▸ Data shown
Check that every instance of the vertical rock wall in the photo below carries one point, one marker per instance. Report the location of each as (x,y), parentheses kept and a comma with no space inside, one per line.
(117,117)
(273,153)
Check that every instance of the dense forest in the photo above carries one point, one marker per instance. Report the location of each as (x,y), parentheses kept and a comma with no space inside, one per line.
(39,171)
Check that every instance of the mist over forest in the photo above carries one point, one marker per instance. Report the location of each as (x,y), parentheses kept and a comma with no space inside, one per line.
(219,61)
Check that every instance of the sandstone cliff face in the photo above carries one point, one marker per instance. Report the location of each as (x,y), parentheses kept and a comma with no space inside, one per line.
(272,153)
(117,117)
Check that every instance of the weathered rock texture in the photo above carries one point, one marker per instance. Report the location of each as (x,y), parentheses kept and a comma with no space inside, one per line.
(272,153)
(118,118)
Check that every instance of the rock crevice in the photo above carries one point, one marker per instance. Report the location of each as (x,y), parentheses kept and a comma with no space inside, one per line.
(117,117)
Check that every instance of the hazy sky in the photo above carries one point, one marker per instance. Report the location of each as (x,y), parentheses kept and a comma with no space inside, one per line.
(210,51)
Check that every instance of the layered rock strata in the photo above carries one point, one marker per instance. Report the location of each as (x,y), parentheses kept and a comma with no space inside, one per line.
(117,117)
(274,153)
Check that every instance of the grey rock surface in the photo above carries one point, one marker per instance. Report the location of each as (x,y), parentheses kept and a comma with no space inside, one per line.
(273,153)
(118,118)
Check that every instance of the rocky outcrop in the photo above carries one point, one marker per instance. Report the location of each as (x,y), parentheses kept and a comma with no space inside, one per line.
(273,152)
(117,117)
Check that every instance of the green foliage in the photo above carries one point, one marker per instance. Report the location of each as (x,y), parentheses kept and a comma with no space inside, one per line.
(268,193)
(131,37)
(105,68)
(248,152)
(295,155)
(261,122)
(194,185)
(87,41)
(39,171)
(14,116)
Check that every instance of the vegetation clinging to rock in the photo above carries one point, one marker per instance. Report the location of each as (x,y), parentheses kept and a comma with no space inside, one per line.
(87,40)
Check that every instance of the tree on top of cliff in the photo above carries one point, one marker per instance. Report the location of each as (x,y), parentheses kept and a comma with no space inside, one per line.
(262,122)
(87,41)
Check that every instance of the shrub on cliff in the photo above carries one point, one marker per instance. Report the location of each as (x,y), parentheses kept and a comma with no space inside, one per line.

...

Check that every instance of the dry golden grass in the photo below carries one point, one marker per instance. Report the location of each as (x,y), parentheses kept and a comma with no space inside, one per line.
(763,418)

▸ Request
Copy out the items again word for word, starting with the line containing "Check that every instance of the vegetation" and continuing through the line containing "Check that every instance of the shrub".

▸ Task output
Check that every instance of the vegetation clinging to rock in the photo above carries one point, one marker per instance. Report the location of each as (x,y), parentheses kept and a comma with no space inside, one per line.
(87,40)
Check that every instance of the tree on top of cliff in the photo above carries one point, one marker per instance. Report the location of each as (x,y), parentheses kept and a comma with no space inside, one per line.
(262,122)
(87,41)
Check that every instance of the shrub on cliff in the photo above carries one point, one marker per instance. Report the location of each as (x,y), parentheses kept and a comma with no space inside, one per line.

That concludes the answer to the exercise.